• Records for processing:
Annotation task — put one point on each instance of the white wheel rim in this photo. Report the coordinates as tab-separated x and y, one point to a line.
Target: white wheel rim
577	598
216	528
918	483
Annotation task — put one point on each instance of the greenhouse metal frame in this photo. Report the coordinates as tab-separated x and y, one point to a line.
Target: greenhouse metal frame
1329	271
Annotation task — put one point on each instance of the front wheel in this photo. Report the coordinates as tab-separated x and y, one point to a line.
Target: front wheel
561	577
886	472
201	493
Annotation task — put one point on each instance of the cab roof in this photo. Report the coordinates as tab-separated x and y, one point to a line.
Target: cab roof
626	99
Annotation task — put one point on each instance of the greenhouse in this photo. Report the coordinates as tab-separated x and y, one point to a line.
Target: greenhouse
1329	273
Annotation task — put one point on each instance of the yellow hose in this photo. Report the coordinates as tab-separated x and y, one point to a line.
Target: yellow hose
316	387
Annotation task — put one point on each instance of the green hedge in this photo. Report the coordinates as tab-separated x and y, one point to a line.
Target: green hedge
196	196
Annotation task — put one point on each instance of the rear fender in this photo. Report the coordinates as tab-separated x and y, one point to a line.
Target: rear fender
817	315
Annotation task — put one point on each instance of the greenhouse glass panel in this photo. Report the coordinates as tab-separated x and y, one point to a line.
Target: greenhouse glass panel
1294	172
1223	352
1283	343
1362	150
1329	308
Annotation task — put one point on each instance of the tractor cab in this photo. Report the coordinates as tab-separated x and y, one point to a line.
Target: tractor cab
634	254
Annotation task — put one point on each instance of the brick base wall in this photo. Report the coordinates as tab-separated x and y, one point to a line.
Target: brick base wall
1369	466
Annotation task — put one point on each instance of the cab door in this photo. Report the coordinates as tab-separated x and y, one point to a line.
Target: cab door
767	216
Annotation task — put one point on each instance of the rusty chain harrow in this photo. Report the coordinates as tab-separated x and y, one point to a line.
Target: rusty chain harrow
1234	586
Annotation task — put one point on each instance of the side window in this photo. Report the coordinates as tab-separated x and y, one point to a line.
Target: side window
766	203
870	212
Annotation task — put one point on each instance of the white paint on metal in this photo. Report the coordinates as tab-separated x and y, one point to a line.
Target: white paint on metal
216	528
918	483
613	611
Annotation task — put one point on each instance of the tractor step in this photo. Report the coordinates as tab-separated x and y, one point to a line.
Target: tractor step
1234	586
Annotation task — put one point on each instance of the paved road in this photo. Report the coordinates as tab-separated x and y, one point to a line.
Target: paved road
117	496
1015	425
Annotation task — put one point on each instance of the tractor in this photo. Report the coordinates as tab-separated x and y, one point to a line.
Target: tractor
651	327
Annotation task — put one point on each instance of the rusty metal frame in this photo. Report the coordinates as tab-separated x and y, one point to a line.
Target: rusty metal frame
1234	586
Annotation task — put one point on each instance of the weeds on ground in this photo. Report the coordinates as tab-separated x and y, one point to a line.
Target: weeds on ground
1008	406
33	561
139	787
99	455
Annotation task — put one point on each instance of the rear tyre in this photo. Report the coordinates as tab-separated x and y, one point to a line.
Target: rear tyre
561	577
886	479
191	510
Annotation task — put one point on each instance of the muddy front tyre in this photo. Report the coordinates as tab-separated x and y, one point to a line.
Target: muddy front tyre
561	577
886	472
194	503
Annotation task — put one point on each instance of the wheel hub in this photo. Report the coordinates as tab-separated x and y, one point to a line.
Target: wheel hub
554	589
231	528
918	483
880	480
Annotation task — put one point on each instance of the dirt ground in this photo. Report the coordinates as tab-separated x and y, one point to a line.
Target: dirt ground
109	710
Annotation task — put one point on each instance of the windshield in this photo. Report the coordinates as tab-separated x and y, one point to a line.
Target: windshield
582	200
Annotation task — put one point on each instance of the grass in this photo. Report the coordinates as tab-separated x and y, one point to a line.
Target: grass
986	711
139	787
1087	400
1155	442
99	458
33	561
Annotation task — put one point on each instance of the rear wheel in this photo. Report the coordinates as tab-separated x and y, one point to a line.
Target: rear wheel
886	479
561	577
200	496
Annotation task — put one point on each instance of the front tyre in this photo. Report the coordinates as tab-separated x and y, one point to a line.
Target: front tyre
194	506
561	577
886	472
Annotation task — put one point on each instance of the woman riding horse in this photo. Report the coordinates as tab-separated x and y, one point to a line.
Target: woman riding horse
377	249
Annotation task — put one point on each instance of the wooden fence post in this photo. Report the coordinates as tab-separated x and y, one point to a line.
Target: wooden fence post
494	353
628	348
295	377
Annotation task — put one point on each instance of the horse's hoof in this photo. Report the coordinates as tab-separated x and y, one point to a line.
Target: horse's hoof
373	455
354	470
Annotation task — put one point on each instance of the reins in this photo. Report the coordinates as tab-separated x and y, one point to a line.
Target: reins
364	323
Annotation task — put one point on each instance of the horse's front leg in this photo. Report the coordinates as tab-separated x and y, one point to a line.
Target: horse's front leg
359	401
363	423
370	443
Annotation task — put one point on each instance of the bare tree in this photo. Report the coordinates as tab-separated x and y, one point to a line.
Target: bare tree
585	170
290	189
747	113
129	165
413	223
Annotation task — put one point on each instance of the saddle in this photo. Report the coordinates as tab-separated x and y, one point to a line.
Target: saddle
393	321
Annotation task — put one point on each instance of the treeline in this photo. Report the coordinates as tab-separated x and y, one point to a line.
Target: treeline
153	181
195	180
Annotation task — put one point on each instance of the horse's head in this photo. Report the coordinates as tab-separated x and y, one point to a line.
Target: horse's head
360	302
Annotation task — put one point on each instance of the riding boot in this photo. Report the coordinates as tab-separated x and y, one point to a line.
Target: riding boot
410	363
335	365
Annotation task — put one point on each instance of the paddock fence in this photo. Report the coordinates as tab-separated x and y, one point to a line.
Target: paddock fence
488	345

• Assignment:
Print the listing once more, exactly as it stands above.

• Reply:
Annotation task — put one point on each instance of the white wheel rim in this photo. Report the coordinates as tab-separated x and y, one point to a line.
Target: white wheel rim
577	598
216	528
918	483
Annotation task — put one point on each instance of the greenhouse metal frame in this photo. Report the coordinates as tab-separated x and y, one point to a line.
Target: greenhouse metal frame
1329	271
Annotation task — put one point on each instance of the front wheel in this photo. Report the coordinates as tab-separated x and y, one point to a line.
Target: front wheel
561	577
886	472
201	493
Annotation task — put one point on each instance of the cab roof in this photo. Report the coordinates as tab-separated x and y, one point to a line.
Target: cab roof
626	99
Annotation task — put one point on each instance of the greenhouse in this photo. Report the coordinates as tab-separated x and y, one point to a line.
Target: greenhouse
1329	273
Annotation task — put one point on each instance of the yellow hose in this photo. Report the coordinates as tab-separated x and y, one point to a line.
Target: yellow hose
316	387
Annotation task — put one point on each instance of the green hedge in this photo. Report the coordinates as tab-separated x and y, one point to a line.
Target: green hedge
196	196
Annotation task — put one point on each instance of the rear fender in this photo. Report the coordinates as tab-separated x and y, one point to a line.
Target: rear fender
817	315
Annotation task — put one point on each instance of the greenhouse glass panel in this photo. Report the coordinates as tab-separated x and y, one point to a line.
Target: greenhouse glass panel
1294	172
1223	352
1283	343
1362	150
1329	308
Annotation task — put one point on each instance of the tractor cab in this photo. Report the coordinates as tab-separated x and y, one point to a line.
Target: tractor cab
634	254
Annotation task — put one point on each instance of the brick base wall in this photo. Report the coordinates as tab-separated x and y, one point to a line.
Target: brick base wall
1369	466
Annotation task — put one point on each instance of the cab door in this photo. Report the coordinates as tab-separated x and y, one point to a line.
Target: cab door
767	216
Annotation task — put one point on each instance of the rusty chain harrow in this photo. Report the coordinates as tab-separated x and y, one point to a line.
Target: rusty chain harrow
1234	586
Annotation task — put one point on each instance of the side window in this photo. Report the coordinates as tab-separated x and y, one point to a line.
Target: side window
766	203
870	212
Annotation task — put one point on each instance of the white paint on metal in this photo. Report the coordinates as tab-separated x and y, one point to a line.
Target: white paint on metal
216	528
918	483
613	611
Annotation task — put one point on each instance of the tractor step in this photo. Report the coordinates as tab-separated x and y, one point to a line.
Target: tractor step
1234	586
Annotation task — put one point on each instance of the paved road in this photo. Report the coordinates as tab-separated x and y, one point to a line.
Target: paved road
117	496
1015	425
Annotation task — put one point on each instance of the tractor in this photo. Report the coordinates as tab-separated x and y, one point to a line.
Target: tractor
651	327
Annotation task — put one point on each instance of the rusty metal frame in this photo. Report the coordinates as tab-separated x and y, one point to a line.
Target: rusty metal frame
1234	586
Annotation task — put one point on each instance of the weeds on ground in this photo. Report the coordinates as tab-separated x and y, one point to a line.
Target: weeds on ground
1008	406
33	561
139	787
99	455
Annotation task — put one point on each instance of the rear tyre in this photo. Report the coordinates as tab-separated x and y, one point to a line.
Target: rear tyre
561	577
886	479
191	510
Annotation task — put one point on each instance of the muddy front tyre in this photo. Report the coordinates as tab-separated x and y, one point to a line.
Target: muddy front tyre
561	577
886	472
194	503
Annotation task — put one point on each instance of the wheel hub in this photo. Report the coordinates as tab-separated x and y, one point to a line.
Target: wheel hub
554	589
231	528
918	483
880	480
Annotation task — put one point on each instance of the dirt ground in this photo. Report the coordinates as tab-separated x and y, one point to a line.
Target: dirt ground
109	710
Annotation task — put one point on each instance of the windshield in this photo. Report the coordinates as tab-separated x and y, one point to a line.
Target: windshield
582	200
Annotation task — put one point on each instance of the grass in this photo. Report the coordinates as tab-separated x and y, one point to a line.
Target: grass
986	711
139	787
1087	400
1155	442
99	458
33	561
Annotation task — put one point on each instance of the rear wheel in this photo. Report the coordinates as tab-separated x and y, one point to a line.
Target: rear wheel
886	479
561	577
200	496
Annotation task — put one point on each instance of the front tyre in this photo. Report the coordinates as tab-separated x and y, one point to a line.
Target: front tyre
194	506
561	577
886	472
Annotation task — put one point on each instance of the woman riding horse in this photo. Report the coordinates as tab-separated x and y, one point to a line.
Target: woman riding horse
377	249
Annotation task — put one point on each instance of the wooden fence post in this photo. Report the coordinates as tab-separated x and y, one point to a line.
Target: wooden fence post
494	353
628	348
295	377
Annotation task — put one point on each instance of the horse's hoof in this photo. Report the coordinates as tab-separated x and y, one point to a line.
Target: horse's hoof
373	455
354	470
Annotation task — put one point on each instance of the reins in this photo. Report the coordinates as tab-separated x and y, one point to a line.
Target: reins
364	323
Annotation task — put one point on each instance of the horse's front leg in this photo. Report the coordinates as tab-separated x and y, one point to a line.
Target: horse's front leg
359	401
363	423
370	443
Annotation task — put one point on each instance of the bare tree in this photo. Report the coordinates as tab-separated x and y, one point to a line.
Target: bare tree
585	170
290	189
747	113
129	165
413	223
Annotation task — put one point on each instance of the saddle in this photo. Report the coordinates as tab-separated x and y, one point to a line.
Target: saddle
393	321
Annotation task — put one point on each instance of the treeline in this photo. Report the coordinates as tab-separated x and y, one point to a line.
Target: treeline
153	181
195	180
Annotation task — put one point on each instance of the horse's head in this photo. Report the coordinates as tab-separated x and y, one point to a line.
Target: horse's head
360	302
Annotation task — put one point on each instance of the riding boot in this photo. Report the coordinates as tab-separated x and y, one point to a line.
Target: riding boot
410	363
335	365
Annotation task — put one point on each instance of the paddock fence in this photo. Report the coordinates as tab-separated x and y, one point to a line.
Target: paddock fence
488	345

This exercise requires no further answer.